### Prompt
Find the line with "Your task for" in the records below. Copy it and every line after it, up to and including the line with "53L512 99L491 178L489".

Saved entries:
—————

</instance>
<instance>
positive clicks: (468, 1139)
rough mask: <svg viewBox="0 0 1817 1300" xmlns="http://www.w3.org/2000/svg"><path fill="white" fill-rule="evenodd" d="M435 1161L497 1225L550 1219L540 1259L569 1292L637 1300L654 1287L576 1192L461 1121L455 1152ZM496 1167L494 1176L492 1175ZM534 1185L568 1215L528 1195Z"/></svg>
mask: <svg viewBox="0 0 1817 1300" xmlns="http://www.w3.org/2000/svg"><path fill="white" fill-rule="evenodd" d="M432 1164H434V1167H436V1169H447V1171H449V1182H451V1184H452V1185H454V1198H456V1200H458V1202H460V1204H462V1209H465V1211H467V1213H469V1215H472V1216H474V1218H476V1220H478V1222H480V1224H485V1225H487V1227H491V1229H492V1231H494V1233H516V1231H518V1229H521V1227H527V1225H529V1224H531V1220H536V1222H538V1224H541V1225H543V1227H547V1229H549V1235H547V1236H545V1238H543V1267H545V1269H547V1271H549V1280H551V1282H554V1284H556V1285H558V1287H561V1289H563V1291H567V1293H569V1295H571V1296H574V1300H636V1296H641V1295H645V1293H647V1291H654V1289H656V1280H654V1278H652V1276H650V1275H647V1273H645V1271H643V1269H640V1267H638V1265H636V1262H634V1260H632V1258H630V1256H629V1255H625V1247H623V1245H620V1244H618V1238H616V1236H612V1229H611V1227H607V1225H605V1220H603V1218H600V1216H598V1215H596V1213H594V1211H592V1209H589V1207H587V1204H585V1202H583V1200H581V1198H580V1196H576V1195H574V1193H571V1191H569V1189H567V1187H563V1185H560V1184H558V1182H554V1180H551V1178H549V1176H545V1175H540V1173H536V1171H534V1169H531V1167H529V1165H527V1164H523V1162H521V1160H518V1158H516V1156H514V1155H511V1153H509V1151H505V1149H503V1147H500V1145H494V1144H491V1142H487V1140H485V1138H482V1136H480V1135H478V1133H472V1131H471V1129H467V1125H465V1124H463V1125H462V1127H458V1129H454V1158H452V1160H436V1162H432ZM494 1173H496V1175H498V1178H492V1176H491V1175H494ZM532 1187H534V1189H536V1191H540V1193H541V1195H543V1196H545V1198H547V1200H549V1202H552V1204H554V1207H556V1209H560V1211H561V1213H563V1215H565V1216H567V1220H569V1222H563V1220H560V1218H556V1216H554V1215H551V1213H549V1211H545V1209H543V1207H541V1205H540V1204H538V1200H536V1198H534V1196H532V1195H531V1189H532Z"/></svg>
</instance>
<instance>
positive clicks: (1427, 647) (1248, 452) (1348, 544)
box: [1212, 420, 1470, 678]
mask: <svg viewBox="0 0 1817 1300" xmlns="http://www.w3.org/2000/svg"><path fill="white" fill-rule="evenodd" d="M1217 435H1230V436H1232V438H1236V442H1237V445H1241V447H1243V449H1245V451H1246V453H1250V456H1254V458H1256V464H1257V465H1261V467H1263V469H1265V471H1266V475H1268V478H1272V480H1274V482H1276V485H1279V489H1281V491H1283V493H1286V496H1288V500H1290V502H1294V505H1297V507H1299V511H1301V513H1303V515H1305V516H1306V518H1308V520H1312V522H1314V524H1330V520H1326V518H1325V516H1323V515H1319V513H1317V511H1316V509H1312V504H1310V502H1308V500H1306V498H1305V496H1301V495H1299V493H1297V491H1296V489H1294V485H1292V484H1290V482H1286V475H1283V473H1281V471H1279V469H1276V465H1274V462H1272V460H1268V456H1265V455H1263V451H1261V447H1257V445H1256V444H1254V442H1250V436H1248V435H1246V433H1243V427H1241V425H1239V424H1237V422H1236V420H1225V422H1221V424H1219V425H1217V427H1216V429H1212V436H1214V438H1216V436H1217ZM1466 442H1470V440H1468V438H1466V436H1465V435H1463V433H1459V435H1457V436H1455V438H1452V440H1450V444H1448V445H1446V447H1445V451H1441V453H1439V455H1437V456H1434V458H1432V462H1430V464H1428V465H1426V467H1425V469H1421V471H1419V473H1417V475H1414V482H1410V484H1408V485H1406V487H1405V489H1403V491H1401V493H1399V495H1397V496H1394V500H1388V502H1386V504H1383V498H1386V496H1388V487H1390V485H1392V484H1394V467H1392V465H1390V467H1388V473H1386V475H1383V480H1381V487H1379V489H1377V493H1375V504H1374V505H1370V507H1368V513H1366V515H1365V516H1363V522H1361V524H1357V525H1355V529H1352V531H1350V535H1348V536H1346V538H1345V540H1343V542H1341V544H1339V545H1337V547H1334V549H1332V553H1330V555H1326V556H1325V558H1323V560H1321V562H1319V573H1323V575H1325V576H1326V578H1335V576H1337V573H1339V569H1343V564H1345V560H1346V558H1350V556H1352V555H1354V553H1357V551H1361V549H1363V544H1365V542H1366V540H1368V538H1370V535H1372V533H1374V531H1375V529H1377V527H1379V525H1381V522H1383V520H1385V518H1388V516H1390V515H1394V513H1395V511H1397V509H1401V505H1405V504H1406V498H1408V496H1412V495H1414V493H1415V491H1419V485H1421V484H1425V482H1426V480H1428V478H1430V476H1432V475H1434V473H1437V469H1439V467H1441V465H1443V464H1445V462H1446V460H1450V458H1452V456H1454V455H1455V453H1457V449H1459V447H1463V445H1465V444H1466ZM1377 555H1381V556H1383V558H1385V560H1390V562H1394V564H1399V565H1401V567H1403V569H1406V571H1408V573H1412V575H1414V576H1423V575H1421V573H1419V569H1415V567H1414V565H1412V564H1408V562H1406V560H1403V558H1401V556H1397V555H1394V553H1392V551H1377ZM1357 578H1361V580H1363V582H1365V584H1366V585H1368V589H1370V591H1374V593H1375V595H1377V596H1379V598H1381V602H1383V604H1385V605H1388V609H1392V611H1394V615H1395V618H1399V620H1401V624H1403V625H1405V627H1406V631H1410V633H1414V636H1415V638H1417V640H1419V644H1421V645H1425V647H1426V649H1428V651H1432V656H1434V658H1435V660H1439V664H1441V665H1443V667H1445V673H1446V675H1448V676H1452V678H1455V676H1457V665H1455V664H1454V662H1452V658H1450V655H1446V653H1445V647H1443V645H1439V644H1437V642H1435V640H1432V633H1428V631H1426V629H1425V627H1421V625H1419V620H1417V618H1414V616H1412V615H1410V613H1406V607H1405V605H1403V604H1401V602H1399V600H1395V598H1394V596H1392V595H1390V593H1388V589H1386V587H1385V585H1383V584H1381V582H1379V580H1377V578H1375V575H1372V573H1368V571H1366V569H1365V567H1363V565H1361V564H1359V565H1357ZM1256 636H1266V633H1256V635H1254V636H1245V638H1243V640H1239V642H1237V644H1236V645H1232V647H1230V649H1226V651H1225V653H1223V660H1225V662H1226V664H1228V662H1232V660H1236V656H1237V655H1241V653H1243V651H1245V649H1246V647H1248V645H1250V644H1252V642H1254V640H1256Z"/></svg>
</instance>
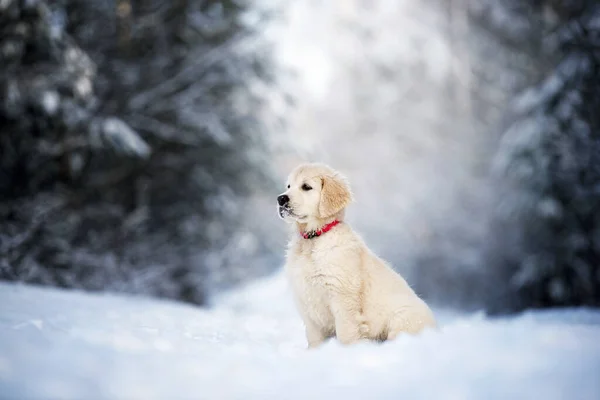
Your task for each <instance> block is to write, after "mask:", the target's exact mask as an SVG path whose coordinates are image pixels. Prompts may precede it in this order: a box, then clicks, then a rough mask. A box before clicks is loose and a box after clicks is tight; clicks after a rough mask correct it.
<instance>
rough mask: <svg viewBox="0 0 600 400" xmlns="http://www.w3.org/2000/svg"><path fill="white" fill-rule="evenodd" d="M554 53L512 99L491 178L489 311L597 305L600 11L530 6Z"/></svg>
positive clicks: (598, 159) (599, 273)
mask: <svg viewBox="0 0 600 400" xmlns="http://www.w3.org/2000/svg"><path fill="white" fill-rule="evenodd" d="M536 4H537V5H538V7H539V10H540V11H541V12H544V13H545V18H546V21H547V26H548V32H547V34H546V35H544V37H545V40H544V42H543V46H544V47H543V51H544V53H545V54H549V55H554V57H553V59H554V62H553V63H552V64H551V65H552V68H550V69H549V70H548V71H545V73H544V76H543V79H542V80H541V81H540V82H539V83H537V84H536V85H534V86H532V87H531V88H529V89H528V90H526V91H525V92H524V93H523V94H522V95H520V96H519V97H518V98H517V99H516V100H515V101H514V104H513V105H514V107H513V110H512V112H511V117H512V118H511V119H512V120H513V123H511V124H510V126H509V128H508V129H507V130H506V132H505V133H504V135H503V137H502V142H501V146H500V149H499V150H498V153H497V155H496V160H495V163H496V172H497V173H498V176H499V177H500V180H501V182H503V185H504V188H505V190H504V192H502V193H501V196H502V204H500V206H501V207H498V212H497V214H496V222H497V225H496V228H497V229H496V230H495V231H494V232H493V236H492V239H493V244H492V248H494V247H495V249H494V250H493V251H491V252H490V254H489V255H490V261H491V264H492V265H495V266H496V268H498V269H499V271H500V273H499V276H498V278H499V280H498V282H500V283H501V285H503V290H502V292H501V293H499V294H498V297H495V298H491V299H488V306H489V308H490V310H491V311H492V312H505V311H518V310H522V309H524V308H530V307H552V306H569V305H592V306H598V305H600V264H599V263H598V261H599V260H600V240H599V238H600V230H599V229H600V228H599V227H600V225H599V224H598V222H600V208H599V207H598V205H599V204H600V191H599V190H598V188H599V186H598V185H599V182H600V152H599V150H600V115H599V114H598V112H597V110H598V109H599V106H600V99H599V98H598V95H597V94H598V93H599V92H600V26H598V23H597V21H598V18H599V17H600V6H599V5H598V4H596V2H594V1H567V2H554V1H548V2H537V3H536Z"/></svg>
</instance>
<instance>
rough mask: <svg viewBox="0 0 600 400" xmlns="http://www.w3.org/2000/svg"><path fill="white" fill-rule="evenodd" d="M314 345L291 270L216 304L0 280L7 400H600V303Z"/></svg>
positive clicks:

—————

### Solution for this task
Your task for each <instance> block is to write, after "mask:", the target's exact mask as an SVG path whose coordinates are image pixels. Prompts may precede it in this order: a box, then clicks, then a rough mask. A box before clicks is loose and a box after clicks is tight; clicks after a rough mask correct it.
<instance>
rough mask: <svg viewBox="0 0 600 400" xmlns="http://www.w3.org/2000/svg"><path fill="white" fill-rule="evenodd" d="M554 53L512 99L491 178L489 311L597 305L600 11L530 6Z"/></svg>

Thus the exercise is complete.